- EXERCISE INSTRUCTIONS -
Print every one of the records below verbatim, leaving out the pictures.

- EXERCISE DATA -
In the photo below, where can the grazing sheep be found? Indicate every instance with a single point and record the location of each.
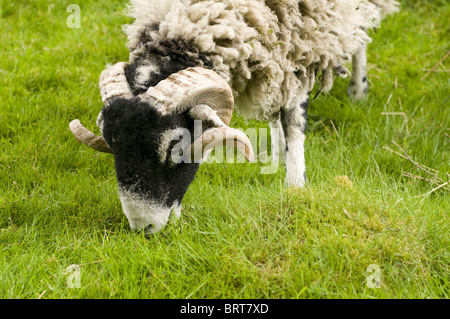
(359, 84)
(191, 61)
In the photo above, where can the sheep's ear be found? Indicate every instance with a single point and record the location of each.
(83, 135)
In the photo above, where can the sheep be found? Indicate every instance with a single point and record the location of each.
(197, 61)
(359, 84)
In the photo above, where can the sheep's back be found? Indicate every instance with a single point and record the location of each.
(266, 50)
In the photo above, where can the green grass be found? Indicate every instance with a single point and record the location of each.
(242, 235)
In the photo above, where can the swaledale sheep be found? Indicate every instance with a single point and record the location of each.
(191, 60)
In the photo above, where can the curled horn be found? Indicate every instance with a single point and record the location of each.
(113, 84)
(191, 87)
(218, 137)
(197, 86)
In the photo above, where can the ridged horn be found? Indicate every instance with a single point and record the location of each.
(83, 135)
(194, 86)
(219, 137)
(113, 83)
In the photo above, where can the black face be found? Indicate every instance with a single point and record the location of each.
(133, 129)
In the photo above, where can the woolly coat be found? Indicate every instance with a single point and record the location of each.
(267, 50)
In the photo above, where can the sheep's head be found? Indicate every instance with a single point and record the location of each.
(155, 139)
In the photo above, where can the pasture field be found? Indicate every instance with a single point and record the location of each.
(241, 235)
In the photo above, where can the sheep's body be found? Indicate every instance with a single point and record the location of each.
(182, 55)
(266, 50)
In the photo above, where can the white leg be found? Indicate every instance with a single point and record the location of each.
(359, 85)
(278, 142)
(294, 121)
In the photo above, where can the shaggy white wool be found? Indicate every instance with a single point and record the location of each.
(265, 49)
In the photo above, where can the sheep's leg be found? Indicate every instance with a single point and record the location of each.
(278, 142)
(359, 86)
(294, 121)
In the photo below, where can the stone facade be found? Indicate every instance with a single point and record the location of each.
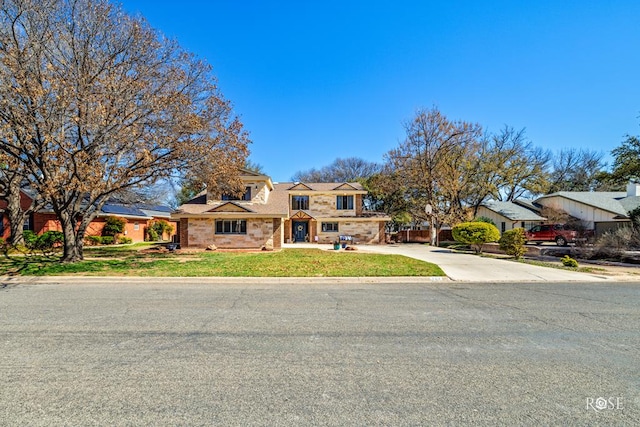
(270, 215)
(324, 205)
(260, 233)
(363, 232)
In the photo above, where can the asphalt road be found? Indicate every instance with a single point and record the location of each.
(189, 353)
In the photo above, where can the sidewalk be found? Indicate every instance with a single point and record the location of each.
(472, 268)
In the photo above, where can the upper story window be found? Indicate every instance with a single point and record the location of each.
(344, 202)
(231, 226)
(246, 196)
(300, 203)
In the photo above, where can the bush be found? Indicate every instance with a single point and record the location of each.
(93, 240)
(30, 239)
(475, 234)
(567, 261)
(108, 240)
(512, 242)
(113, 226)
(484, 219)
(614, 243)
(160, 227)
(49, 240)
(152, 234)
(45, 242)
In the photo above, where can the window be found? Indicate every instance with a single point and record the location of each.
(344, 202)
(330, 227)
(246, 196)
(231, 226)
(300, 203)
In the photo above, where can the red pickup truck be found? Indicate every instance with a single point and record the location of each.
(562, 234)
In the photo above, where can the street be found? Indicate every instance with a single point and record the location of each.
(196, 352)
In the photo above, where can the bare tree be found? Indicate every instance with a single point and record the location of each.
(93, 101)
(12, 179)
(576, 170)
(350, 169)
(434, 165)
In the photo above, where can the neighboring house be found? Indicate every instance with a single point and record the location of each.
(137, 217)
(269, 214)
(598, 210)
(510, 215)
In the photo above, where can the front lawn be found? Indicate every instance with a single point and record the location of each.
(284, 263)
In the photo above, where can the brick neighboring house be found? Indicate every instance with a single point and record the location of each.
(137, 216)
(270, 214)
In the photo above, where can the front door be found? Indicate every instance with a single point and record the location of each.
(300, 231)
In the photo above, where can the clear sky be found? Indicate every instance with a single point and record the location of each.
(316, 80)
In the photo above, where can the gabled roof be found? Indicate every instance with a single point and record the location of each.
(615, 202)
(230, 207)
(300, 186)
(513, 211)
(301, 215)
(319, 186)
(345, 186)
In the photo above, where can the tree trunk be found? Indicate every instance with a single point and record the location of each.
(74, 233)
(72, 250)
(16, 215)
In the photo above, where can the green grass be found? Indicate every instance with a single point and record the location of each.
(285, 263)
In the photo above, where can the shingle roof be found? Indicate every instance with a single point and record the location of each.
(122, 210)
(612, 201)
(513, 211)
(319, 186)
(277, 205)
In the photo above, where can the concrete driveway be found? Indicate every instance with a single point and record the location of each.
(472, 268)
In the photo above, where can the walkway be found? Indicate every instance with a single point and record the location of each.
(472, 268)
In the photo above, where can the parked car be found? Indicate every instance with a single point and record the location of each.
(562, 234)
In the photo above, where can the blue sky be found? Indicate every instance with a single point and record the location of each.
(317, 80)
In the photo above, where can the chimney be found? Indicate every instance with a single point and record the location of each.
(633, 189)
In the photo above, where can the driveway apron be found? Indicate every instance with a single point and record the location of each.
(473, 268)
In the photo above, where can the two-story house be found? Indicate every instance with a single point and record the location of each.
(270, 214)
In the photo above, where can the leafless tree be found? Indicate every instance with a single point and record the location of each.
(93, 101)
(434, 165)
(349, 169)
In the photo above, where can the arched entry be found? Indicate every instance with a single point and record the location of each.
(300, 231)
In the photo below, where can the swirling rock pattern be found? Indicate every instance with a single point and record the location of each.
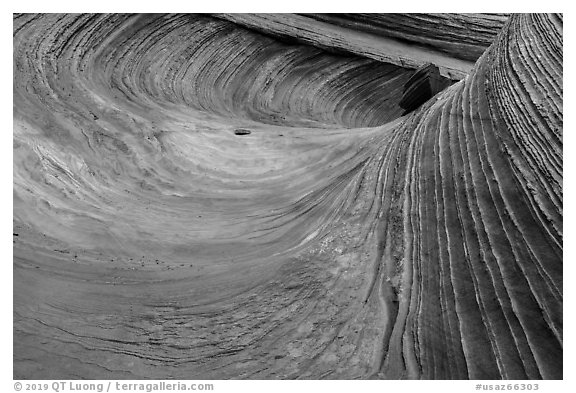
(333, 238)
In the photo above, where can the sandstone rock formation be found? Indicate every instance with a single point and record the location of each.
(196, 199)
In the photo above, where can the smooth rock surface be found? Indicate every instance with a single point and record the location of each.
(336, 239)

- RESULT OF THIS EXERCISE -
In the photo below, where can the grazing sheep be found? Indicate every instance with a single point and record the location of each.
(359, 84)
(191, 61)
In the photo above, where can the sheep's ear be found? Indicate every instance with a single point and record the location of each.
(83, 135)
In the photo above, where can the sheep be found? Indicate every instance with a single point and record the location of each.
(197, 61)
(359, 84)
In the photo above, where can the sheep's back be found? Indicate every instance with a single point and record the location of each.
(266, 50)
In the photo above, where can the green grass be found? Indicate every instance with a single point and record the location of each.
(242, 235)
In the photo above, where can the swaledale sheep be found? Indicate every instance with a single point and record the location of each.
(191, 60)
In the photo above, where can the curled horn be found? Indicate every instance with a single point and record the location of each.
(113, 84)
(191, 87)
(218, 137)
(197, 86)
In the photo above, where can the ridged horn be found? Indicate every instance with a single point and record the location of each.
(83, 135)
(194, 86)
(219, 137)
(113, 83)
In the photo above, where can the black face be found? Indicate every instance with a single point and record the location of each.
(133, 129)
In the photo above, where can the woolly coat be found? Indicate every instance with a single point and record the location of each.
(267, 50)
In the photo above, where can the sheep's head be found? Indicate every instance with a single point and record the location of each.
(155, 139)
In the photo above, where can the pasture field be found? Indicate every instance with a single point and record the location of each.
(241, 235)
In the photo above, where can the sheep's body be found? Indicate every instance with a single point and record the location of each.
(182, 55)
(266, 50)
In the photo above, where can the white leg be found? Indicate every instance with a single point and record the location of each.
(359, 85)
(278, 142)
(294, 121)
In the photo above, where can the shaggy white wool be found? Indicate every instance with a single point and record the location of each.
(265, 49)
In the photo above, where can the sheep's leg be found? Indicate every instance with a single point and record the location of each.
(278, 142)
(359, 86)
(294, 121)
In the photo below, where can the stone facade be found? Indicate every instance with a single point and record the location of each.
(270, 215)
(324, 205)
(260, 233)
(363, 232)
In the photo above, where can the asphalt road be found? Indicate every instance with a single point and record the location of each.
(189, 353)
In the photo above, where can the sidewalk be found? Indicate every instance with a single point and record the location of each.
(472, 268)
In the photo above, where can the upper story window be found? Indicate every instance with a single point and record the location of each.
(344, 202)
(231, 226)
(246, 196)
(300, 203)
In the photo above, where can the bush be found? Indicate every instance with a single point and record the location of each.
(93, 240)
(30, 239)
(475, 234)
(567, 261)
(108, 240)
(512, 242)
(113, 226)
(484, 219)
(614, 243)
(160, 227)
(49, 240)
(152, 234)
(45, 242)
In the photo above, where can the window be found? Indicate every instance with a single point and record the location of each.
(344, 202)
(330, 227)
(246, 196)
(231, 226)
(300, 203)
In the photo above, where can the red pickup truck be found? Indicate every instance with a single point and record the location of each.
(562, 234)
In the photo above, where can the street be found? Indicate every instance with a single point and record the location of each.
(196, 352)
In the photo above, where can the bare tree be found? Indicate every instance with a single point and record the location of each.
(93, 101)
(12, 179)
(576, 170)
(350, 169)
(434, 165)
In the photo above, where can the neighboring house be found? Indicate every instance with a single point and record the location of each.
(137, 217)
(269, 214)
(598, 210)
(510, 215)
In the photo above, where can the front lawn be found? Indicate every instance with a single point and record the location of each.
(284, 263)
In the photo above, where can the brick neighboring house be found? Indicate every instance with a single point and record the location of each.
(137, 216)
(270, 214)
In the photo above, where can the front door be found? Indicate every instance with a single point and record the location of each.
(300, 231)
In the photo above, where can the clear sky be found? Indicate every instance with a single point and record the location of each.
(316, 80)
In the photo above, where can the gabled roof be found? Indicate every instance with a single point and record the location of each.
(615, 202)
(230, 207)
(300, 186)
(513, 211)
(301, 215)
(319, 186)
(345, 186)
In the photo above, where can the tree trunk be found? Indicate every instance with a single point and record the location of each.
(74, 233)
(72, 250)
(16, 215)
In the photo above, where can the green grass be found? Indicate every instance with a single point and record the location of each.
(285, 263)
In the photo above, where can the shingle roof be found? Indicate every instance with a single point and record the location of each.
(122, 210)
(612, 201)
(513, 211)
(319, 186)
(277, 205)
In the photo above, where can the concrete driveway be found? Indicate every instance with a single point and record the location of each.
(472, 268)
In the photo above, where can the walkway be found? Indicate every instance with a single point and record the location of each.
(472, 268)
In the photo above, where can the parked car be found? Indicate every instance with a single point and record the location of each.
(562, 234)
In the photo above, where can the blue sky be found? Indicate every instance with a single point and record the location of each.
(317, 80)
In the photo above, where can the chimney be found? Indicate every instance with a single point and record the location of each.
(633, 189)
In the photo above, where can the driveway apron be found? Indicate every instance with a single point and record the location of each.
(473, 268)
In the photo above, where can the two-story house be found? Indicate every instance with a single point and record the location of each.
(270, 214)
In the photo above, where can the leafless tree be found? Indicate every instance with a single point and record the location of each.
(93, 101)
(434, 165)
(349, 169)
In the photo above, where can the arched entry be found? Indicate every instance with a single point and record the location of each.
(300, 231)
In the photo below, where can the swirling rock pattern be found? Indicate every instance with a single point and record the location of each.
(333, 238)
In the photo above, where can the sandstone rock formation be found? Indicate every instance with a single point and record the location of each.
(196, 199)
In the photo above, where can the smooth rock surface be found? Indicate every instance with a single point and record the location of each.
(336, 239)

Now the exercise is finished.